[Your task]
Convert the lines below, from the line containing "the bird in" through the line containing "[(345, 138)]", into a numbered list, omitting any blank lines. Include only those lines.

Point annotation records
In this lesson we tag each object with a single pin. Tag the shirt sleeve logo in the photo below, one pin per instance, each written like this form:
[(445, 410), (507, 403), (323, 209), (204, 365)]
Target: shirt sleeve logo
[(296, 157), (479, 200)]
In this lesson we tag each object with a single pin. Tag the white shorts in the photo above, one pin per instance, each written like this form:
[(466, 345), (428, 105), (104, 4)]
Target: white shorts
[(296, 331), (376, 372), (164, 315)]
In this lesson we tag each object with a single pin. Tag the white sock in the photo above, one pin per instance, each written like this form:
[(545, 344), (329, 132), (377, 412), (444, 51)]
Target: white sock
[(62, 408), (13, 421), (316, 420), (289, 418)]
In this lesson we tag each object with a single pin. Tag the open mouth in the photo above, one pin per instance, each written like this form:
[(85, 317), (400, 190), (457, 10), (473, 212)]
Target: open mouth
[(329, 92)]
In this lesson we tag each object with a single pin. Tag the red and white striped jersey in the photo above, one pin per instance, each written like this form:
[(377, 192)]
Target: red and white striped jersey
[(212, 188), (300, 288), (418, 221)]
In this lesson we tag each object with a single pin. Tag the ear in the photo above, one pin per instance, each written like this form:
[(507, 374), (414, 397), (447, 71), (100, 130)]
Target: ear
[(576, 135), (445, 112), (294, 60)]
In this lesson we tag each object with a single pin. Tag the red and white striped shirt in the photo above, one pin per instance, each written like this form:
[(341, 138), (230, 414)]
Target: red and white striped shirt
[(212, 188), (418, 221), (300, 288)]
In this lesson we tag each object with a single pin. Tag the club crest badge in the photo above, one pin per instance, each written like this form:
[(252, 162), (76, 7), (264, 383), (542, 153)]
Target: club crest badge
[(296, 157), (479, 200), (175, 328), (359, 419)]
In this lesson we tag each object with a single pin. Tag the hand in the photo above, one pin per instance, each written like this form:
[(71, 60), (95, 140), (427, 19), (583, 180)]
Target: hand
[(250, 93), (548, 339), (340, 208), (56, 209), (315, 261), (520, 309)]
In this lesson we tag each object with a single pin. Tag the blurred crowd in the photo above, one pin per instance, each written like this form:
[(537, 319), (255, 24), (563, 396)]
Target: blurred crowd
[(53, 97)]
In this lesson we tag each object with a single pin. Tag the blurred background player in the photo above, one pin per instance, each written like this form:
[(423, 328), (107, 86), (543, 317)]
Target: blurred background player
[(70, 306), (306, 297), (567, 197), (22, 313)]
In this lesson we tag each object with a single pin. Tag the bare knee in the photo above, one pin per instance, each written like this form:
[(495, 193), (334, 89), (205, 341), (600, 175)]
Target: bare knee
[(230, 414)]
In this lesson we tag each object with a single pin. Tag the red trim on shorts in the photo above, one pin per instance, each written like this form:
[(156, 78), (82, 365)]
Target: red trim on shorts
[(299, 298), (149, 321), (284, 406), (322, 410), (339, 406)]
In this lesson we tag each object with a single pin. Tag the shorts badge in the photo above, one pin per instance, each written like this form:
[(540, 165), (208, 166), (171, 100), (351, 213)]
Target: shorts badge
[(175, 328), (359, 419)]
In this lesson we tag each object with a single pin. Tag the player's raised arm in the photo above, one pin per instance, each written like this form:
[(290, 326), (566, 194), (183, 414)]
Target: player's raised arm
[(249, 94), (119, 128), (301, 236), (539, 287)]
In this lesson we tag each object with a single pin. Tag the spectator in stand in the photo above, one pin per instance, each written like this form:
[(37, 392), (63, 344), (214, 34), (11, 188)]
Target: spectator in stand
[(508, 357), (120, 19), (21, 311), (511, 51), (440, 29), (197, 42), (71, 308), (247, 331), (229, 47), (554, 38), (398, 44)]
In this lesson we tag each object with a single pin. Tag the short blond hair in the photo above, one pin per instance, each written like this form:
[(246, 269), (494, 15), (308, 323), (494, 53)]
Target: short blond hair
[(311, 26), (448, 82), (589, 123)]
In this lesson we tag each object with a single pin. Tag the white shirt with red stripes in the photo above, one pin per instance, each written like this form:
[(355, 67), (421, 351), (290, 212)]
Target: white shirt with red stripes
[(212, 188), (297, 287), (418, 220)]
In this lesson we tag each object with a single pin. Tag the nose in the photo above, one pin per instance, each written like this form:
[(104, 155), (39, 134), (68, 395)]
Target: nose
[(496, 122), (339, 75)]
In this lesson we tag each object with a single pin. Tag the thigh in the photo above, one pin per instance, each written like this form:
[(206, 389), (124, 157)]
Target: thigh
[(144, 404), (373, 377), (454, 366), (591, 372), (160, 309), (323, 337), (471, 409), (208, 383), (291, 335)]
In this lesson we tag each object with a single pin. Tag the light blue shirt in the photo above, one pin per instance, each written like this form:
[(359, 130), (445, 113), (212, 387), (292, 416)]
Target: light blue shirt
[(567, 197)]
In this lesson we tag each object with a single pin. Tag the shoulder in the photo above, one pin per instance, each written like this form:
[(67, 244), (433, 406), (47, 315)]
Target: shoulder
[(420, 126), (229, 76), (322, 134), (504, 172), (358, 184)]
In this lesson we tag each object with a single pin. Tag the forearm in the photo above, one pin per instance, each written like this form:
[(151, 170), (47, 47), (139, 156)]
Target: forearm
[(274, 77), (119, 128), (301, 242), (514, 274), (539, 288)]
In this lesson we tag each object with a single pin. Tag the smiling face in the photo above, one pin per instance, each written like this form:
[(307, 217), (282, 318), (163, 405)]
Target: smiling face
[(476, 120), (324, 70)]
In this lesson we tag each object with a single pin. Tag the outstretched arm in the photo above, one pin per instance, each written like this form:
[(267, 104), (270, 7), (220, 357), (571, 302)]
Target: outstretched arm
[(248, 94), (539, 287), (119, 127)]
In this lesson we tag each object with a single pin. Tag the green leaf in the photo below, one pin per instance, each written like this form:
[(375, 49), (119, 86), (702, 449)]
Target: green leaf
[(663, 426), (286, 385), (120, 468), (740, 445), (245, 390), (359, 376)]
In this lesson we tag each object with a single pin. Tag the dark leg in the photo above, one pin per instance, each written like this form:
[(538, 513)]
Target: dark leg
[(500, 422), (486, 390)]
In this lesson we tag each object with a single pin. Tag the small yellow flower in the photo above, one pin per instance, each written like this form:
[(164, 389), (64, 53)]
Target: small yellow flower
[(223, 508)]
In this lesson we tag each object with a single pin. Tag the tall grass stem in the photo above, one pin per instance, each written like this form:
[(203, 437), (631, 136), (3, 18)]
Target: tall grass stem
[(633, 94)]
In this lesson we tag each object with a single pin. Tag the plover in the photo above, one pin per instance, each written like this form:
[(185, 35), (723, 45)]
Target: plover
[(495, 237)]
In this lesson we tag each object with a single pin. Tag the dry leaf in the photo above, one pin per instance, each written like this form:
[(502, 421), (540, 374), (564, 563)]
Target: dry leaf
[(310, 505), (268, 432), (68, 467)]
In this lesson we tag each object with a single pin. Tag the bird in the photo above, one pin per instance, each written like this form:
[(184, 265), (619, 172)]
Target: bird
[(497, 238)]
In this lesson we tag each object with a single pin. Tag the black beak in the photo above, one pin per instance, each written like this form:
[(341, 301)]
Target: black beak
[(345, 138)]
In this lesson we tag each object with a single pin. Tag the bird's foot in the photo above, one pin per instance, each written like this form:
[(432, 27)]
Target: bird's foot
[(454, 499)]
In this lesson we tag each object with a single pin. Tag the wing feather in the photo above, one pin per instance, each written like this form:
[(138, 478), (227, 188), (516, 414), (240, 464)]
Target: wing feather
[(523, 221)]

[Answer to the problem]
1. In this lesson we tag each object with a single pin. Tag the bird in the photo above, one pin per instance, each written like this form:
2. [(184, 265), (619, 172)]
3. Target: bird
4. [(497, 238)]
5. In this lesson we tag each object with a single pin. Tag the black beak in the photo above, one pin per instance, each written like this form:
6. [(341, 301)]
7. Target: black beak
8. [(345, 138)]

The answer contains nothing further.